* **練習問題**
1) 越前花堂駅についての本文に出てくる運賃の金額をすべて挙げなさい。
2) 越前花堂駅についての本文の続きを、最後の一文の後から書きなさい。

2両編成の電車は越前花堂駅に着いた。
えちぜんはなんどう、と読む。
何気に難読駅であるような気がする。
福井駅からだとJRでひと駅。
北陸本線側にホームが設けられたのは昭和43年とのこと。
しかしながら現在の駅本屋は北陸線側にあり、
いったん敦賀方面へのホームにおりて、
さらに細い通路を辿って越美北線のホームに達している。
北陸本線側にホームがなかった頃は、
果たしてどんな構造だったンだろうかと思う。
何とも懐かしい感じのする駅名票を眺めつつ、
越美北線には「越前」の名がつく駅は多々あれど、
北陸本線で「越前」と名のつく駅はここだけなのか、
なんてことに気づいた。
駅前の通りを西に向かうと、
ほどなく踏切がある。
福井方面に目をやれば花堂駅が見えた。
花堂駅で運賃表を眺めてみれば、
福井駅前まで230円とあった。
JRが140円であるからいささか高いような気もする。
こんな調子だと福井と武生の間など、
とんでもなく値段の差がでそうなものだが、
福井鉄道の場合、福井駅前から越前武生まで乗り通しても400円。

* **物体指示データセットの行**
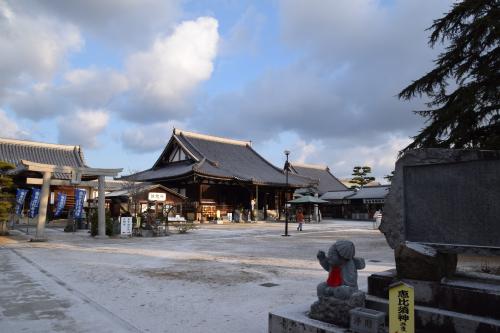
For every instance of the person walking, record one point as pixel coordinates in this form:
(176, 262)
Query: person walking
(300, 219)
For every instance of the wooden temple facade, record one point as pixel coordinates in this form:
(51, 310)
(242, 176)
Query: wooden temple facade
(220, 176)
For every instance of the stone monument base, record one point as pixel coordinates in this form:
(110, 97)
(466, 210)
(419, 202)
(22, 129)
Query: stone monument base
(295, 319)
(336, 311)
(459, 304)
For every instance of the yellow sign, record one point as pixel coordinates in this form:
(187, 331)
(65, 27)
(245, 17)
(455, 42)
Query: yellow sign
(401, 308)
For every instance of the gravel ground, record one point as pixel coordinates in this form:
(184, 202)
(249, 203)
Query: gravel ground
(218, 278)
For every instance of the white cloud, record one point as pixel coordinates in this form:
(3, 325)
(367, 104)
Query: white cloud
(340, 95)
(244, 35)
(164, 77)
(79, 88)
(148, 138)
(83, 127)
(32, 47)
(123, 24)
(9, 128)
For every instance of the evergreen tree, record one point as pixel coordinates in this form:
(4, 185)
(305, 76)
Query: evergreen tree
(6, 196)
(361, 177)
(464, 86)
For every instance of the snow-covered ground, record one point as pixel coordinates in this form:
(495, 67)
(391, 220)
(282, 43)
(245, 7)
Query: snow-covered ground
(208, 280)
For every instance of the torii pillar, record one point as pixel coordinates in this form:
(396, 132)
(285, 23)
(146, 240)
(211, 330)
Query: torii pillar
(42, 211)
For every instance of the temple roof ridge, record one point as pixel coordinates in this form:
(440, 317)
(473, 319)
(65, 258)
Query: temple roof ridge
(220, 139)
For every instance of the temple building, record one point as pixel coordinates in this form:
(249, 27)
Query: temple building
(55, 168)
(13, 151)
(325, 180)
(219, 176)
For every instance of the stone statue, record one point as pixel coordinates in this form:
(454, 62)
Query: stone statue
(342, 268)
(339, 293)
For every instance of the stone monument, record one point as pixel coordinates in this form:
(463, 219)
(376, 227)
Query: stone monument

* **解答**
1) 230円(花堂駅から福井駅前まで)、140円(JR)、400円(福井駅前から越前武生まで)

2)
対してJRの福井〜武生は320円であるから
なかなか苦労の多い運賃設定のように思えてくる。
駅周辺は閑散としているが、
県道228号線に出ると車の通りは多い。
福井方面に進むと南福井のバス停があった。
京福はそこそこ本数があるが、
調べてみると越前町のかれい崎から福井市の田原町を結ぶ路線が現存しているようだ。
所要時間は約2時間。
この路線の時刻表を確認してみれば、
かれい崎発が6時05分、7時00分、7時50分、
さらに6時05分発は日祝日が運休。
これに対して田原町発は13時30分、16時55分、17時50分、18時50分と
4本設定されている。
乗ってみたいような気もするが、
あきらかに越前町の学生向けのダイヤであると察するし、
なかなか踏み出せぬままでいる(笑)
それにしても回送が多くなりそうなダイヤだし、
いったいバスのやりくりはどうしているのだろうか。
(時刻は平成27年10月1日改正時のものです)
県道228号線は多くの車が行き交っているが、
山沿いの通りへ入ると至って静かな空気が流れていた。
銭湯があり、床屋があり、
八百屋の軒先ではオジサンがテレビを見ながら留守番中。
さらにぶらぶら歩いていると、
思いもかけず立派な山門が現れた。
専照寺とある。
前の道を歩いていた婦人が山門の前で立ち止まり、一礼して去っていく。
さらに進むと今度は鳥居が現れた。
木田神社とある。
拝殿では年配の女性が手を合わせている。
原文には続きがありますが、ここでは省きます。